### Set task A
Output the lines of the records below as a JSON list of strings, one string per line, leaving out blank lines and the pictures.

********************

You are viewing a plain text version of this content. The canonical link for it is here.
Posted to dev@flink.apache.org by Ken Krugler <kk...@transpac.com> on 2016/03/04 01:54:08 UTC

RE: Guarantees for object reuse modes and documentation

Hi Gábor,

When object re-use is enabled, what happens when maps are chained?

In Cascading, when running in local mode, the tuple that one map operation outputs is immediately used as the input for the next map.

The upstream map isn't called with another input tuple until the pipelining is done, which prevents a problem with output tuple re-use.

Is this the same model used by Flink?

Thanks for clarifying,

-- Ken

> From: Gábor Gévay
> Sent: February 20, 2016 4:04:09am PST
> To: dev@flink.apache.org
> Subject: Re: Guarantees for object reuse modes and documentation
> 
> Thanks, Ken! I was wondering how other systems handle these issues.
> 
> Fortunately, the deep copy - shallow copy problem doesn't arise in
> Flink: when we copy an object, it is always a deep copy (at least, I
> hope so :)).
> 
> Best,
> Gábor
> 
> 
> 
> 2016-02-19 22:29 GMT+01:00 Ken Krugler <kk...@transpac.com>:
>> Not sure how useful this is, but we'd run into similar issues with Cascading over the years.
>> 
>> This wasn't an issue for input data, as Cascading "locks" the Tuple such that attempts to modify it will fail.
>> 
>> And in general Hadoop always re-uses the data container being passed to operations, so you quickly learn to not cache those :)
>> 
>> When trying to re-use a Tuple as the output in an operation, things get a bit more complicated.
>> 
>> If the Tuple only contains primitive types, then there's no issue as the (effectively) shallow copy created by the execution platform doesn't create a problem.
>> 
>> If the Tuple contains an object (e.g. a nested Tuple) then there were situations where a deep copy would need to be made before passing the Tuple to the operation's output collector.
>> 
>> For example, if the next (chained) operation was a map-side aggregator, then a shallow copy of the Tuple would be cached. If there's a non-primitive object then changes to this in the upstream operation obviously bork the cached data.
>> 
>> Net-net is that it we wanted a way to find out, from inside an operation, whether we needed to make a deep copy of the output Tuple. But that doesn't exist (yet), so we have some utility code to check if a deep copy is needed (non-primitive types), and if so then it auto-clones the Tuple. Which isn't very efficient, but for most of our workflows we only have primitive types.
>> 
>> -- Ken
>> 
>>> From: Fabian Hueske
>>> Sent: February 17, 2016 9:17:27am PST
>>> To: dev@flink.apache.org
>>> Subject: Guarantees for object reuse modes and documentation
>>> 
>>> Hi,
>>> 
>>> 
>>> 
>>> Flink's DataSet API features a configuration parameter called
>>> enableObjectReuse(). If activated, Flink's runtime will create fewer
>>> objects which results in better performance and lower garbage collection
>>> overhead. Depending on whether the configuration switch is enabled or not,
>>> user functions may or may not perform certain operations on objects they
>>> receive from Flink or emit to Flink.
>>> 
>>> 
>>> 
>>> At the moment, there are quite a few open issues and discussions going on
>>> about the object reuse mode, including the JIRA issues FLINK-3333,
>>> FLINK-1521, FLINK-3335, FLINK-3340, FLINK-3394, and FLINK-3291.

********************

### Set task B
Continue the email thread on Flink's object reuse mode from the point where it stops.

### Exercise data
********************

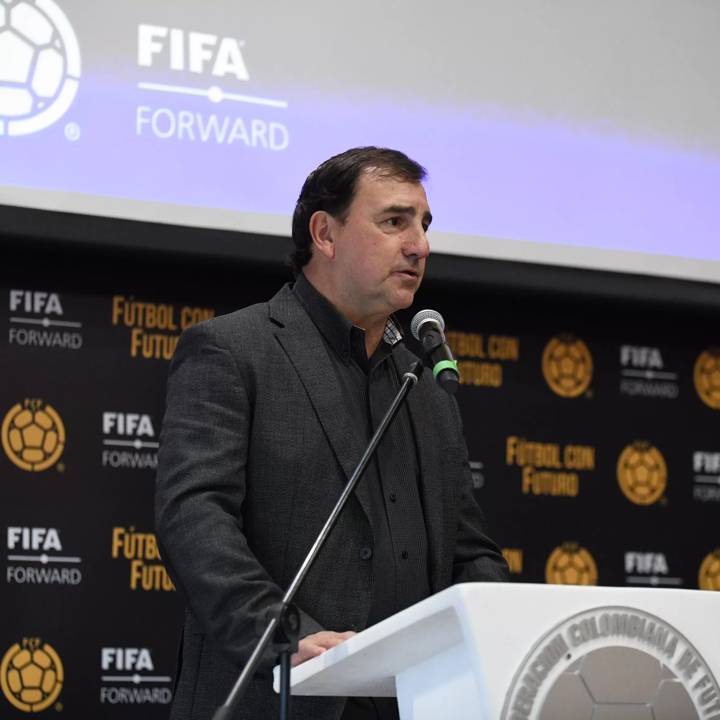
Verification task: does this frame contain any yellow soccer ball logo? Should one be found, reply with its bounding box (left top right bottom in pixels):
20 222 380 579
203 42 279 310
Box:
698 548 720 590
2 400 65 472
693 348 720 410
617 441 667 505
542 335 593 398
545 543 598 585
0 638 64 712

********************

### Response A
[
  "Verification task: does this frame contain any yellow soccer ball logo? Should one be found, reply with its bounding box (left top right bottom in pixels):",
  "20 222 380 579",
  "203 42 279 310",
  "Box:",
  "698 548 720 590",
  "2 400 65 472",
  "693 348 720 410",
  "617 441 667 505",
  "542 335 593 398",
  "545 543 598 585",
  "0 638 64 712"
]

### Response B
>>> 
>>> 
>>> 
>>> IMO, the most important issue is FLINK-3333 which is about improving the
>>> documentation of the object reuse mode. The current version [1] is
>>> ambiguous and includes details about operator chaining which are hard to
>>> understand and to reason about for users. Hence it is not very clear which
>>> guarantees Flink gives for objects in user functions under which
>>> conditions. This documentation needs to be improved and I think this should
>>> happen together with the 1.0 release.
>>> 
>>> 
>>> 
>>> Greg and Gabor proposed two new versions:
>>> 
>>> 1. Greg's version [2]  improves and clarifies the current documentation
>>> without significantly changing the semantics. It also discusses operator
>>> chaining, but gives more details.
>>> 2. Gabor's proposal [3] aims to make the discussion of object reuse
>>> independent of operator chaining which I think is a very good idea because
>>> it is not transparent to the user when function chaining happens. Gabor
>>> formulated four questions to answer what users can do with and expect from
>>> objects that they received or emitted from a function. In order to make the
>>> answers to these questions independent of function chaining and still keep
>>> the contracts as defined by the current documentation, we have to default
>>> to rather restrictive rules. For instance, functions must always emit new
>>> object instances in case of disabled object reuse mode. These strict rules
>>> would for example also require DataSourceFunctions to copy all records
>>> which they receive from an InputFormat (see FLINK-3335). IMO, the strict
>>> guarantees make the disableObjectReuse mode harder to use and reason about
>>> than the enableObjectReuse mode whereas the opposite should be the case.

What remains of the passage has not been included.